=== Dataset records ===

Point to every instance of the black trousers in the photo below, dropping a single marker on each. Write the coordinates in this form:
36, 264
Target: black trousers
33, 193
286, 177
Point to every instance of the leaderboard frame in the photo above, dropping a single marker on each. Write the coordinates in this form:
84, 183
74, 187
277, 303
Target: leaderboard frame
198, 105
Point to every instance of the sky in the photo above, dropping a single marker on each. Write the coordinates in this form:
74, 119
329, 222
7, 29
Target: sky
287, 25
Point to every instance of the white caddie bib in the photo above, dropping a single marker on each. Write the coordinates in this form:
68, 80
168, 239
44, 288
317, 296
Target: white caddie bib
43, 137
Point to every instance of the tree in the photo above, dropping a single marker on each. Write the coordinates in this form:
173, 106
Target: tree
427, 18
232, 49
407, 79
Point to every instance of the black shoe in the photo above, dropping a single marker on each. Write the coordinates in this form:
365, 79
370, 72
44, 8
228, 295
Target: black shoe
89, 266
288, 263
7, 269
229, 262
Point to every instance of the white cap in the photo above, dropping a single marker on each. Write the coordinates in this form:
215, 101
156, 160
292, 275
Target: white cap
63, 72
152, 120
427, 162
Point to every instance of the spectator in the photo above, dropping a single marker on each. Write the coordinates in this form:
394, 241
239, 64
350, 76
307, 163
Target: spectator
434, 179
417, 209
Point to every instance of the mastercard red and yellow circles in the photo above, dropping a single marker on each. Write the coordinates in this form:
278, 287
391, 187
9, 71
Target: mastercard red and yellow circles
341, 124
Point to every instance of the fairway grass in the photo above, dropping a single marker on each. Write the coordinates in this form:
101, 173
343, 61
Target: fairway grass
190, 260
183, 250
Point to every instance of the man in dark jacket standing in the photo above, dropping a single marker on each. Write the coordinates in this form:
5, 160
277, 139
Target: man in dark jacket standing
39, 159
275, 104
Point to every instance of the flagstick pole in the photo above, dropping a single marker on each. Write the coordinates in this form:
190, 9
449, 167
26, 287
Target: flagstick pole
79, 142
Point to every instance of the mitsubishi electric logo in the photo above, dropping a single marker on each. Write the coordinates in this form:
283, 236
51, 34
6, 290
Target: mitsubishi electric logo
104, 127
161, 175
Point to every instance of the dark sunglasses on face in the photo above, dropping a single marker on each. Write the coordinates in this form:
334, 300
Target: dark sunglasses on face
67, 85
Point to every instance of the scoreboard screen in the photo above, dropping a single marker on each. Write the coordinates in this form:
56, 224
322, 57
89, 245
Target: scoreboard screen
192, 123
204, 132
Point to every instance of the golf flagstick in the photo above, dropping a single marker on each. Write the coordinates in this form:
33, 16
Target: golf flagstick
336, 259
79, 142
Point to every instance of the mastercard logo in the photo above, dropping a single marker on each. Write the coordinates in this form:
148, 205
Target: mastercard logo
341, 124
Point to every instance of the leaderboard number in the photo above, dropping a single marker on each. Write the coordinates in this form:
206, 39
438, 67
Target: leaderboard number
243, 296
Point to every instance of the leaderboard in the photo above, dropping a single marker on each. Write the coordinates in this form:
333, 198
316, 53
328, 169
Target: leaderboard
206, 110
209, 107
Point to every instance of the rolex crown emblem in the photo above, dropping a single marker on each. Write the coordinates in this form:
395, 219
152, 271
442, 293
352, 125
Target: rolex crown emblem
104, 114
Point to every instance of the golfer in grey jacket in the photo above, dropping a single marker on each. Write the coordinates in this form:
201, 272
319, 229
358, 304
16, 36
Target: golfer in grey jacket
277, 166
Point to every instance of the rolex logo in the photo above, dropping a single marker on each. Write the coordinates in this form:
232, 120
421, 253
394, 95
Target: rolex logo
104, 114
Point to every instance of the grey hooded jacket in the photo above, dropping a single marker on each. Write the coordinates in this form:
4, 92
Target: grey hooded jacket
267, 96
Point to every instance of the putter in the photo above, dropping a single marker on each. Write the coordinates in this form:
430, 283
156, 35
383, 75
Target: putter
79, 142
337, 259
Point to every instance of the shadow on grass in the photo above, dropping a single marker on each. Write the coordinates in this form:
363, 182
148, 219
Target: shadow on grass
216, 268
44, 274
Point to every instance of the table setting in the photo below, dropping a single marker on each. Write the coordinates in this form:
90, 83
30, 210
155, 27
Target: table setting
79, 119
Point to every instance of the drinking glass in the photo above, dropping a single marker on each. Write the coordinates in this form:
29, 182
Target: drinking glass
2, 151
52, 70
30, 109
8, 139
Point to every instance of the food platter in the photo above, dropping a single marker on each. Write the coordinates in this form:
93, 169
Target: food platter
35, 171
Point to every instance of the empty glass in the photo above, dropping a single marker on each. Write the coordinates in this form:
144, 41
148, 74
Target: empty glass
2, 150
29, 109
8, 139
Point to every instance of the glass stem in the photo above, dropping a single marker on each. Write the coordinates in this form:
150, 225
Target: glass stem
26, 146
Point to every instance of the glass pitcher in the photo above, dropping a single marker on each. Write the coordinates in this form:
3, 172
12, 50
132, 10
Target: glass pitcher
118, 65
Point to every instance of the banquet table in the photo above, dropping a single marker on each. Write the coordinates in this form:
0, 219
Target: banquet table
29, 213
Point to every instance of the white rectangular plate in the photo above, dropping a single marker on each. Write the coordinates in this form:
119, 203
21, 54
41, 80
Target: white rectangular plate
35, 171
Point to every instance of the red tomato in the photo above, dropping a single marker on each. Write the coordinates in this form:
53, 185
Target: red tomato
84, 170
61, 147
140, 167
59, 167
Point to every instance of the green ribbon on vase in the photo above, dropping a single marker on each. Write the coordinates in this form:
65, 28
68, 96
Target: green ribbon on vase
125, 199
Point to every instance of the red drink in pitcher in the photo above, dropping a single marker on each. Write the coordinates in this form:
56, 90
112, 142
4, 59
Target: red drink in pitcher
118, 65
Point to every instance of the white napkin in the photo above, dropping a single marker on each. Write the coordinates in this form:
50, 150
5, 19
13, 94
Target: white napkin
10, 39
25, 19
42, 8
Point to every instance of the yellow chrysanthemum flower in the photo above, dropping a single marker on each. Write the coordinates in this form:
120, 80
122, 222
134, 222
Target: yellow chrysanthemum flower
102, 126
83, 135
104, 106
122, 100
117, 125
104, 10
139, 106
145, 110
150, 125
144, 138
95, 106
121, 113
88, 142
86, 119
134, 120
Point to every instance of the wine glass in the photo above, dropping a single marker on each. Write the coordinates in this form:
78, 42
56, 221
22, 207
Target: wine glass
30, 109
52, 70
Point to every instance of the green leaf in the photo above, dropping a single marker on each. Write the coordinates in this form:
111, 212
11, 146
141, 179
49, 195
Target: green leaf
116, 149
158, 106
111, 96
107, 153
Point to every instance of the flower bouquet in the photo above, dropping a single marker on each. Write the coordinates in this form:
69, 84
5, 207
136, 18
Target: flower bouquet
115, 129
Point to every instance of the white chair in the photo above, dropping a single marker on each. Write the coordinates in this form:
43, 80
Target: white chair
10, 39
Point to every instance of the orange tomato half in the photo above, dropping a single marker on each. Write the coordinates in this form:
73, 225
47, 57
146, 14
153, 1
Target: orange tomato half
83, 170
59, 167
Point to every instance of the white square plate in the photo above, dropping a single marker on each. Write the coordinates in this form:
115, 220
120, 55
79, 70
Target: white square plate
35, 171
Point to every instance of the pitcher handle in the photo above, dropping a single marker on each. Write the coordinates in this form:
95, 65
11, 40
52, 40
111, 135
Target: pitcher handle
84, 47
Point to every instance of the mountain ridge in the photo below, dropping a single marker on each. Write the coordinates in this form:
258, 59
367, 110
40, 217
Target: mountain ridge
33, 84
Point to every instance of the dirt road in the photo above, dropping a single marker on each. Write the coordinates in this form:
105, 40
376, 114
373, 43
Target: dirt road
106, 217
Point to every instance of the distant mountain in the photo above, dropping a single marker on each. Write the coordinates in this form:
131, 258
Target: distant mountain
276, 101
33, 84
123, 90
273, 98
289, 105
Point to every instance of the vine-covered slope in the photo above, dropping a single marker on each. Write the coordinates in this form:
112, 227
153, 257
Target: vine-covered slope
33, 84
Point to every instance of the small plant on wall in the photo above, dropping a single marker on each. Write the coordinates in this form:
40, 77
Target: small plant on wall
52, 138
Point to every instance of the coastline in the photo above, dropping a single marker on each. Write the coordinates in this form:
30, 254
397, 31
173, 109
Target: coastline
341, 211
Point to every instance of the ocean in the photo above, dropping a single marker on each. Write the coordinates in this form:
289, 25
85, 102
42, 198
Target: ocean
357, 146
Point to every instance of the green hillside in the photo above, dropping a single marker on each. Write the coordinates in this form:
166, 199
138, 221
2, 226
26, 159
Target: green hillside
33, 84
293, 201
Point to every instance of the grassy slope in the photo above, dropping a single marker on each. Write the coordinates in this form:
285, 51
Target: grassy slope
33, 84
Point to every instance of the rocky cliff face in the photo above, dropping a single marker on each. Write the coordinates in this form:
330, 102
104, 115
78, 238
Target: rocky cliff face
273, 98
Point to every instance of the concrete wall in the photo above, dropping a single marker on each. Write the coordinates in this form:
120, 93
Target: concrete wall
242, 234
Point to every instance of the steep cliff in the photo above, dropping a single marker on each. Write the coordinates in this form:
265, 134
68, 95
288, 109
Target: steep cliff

===

**Work to be completed**
Convert the rows above, from the line containing "Point to every instance of the ocean" through the last line, into a JSON list of strings with one string per line and blank lines omitted.

**Solution to the problem**
[
  "Point to every instance of the ocean in the photo above, dropping a single marker on each. Write the coordinates in this form:",
  "289, 25",
  "85, 102",
  "42, 198",
  "Target: ocean",
  "357, 146",
  "Point to every instance of the green hillside in the photo above, dropping a single marker on each. Write the coordinates in this form:",
  "166, 199",
  "138, 221",
  "2, 226",
  "26, 159",
  "Target: green hillside",
  "33, 84",
  "293, 201",
  "Point to every instance of the grassy slope in the photo above, dropping a single marker on each. Write the coordinates in this form:",
  "285, 51",
  "Target: grassy slope",
  "33, 84",
  "Point to every instance of the rocky cliff face in the photo above, dropping a single marker on each. Write the coordinates in this form:",
  "330, 102",
  "104, 115",
  "78, 238",
  "Target: rocky cliff face",
  "273, 98",
  "Point to every instance of the concrete wall in the photo above, dropping a single marker on each. Write the coordinates in this form:",
  "120, 93",
  "Target: concrete wall",
  "242, 234",
  "Point to every instance of the steep cliff in the photo above, dropping a single marker on each. Write the coordinates in this form:",
  "265, 134",
  "68, 95",
  "288, 109",
  "Target: steep cliff"
]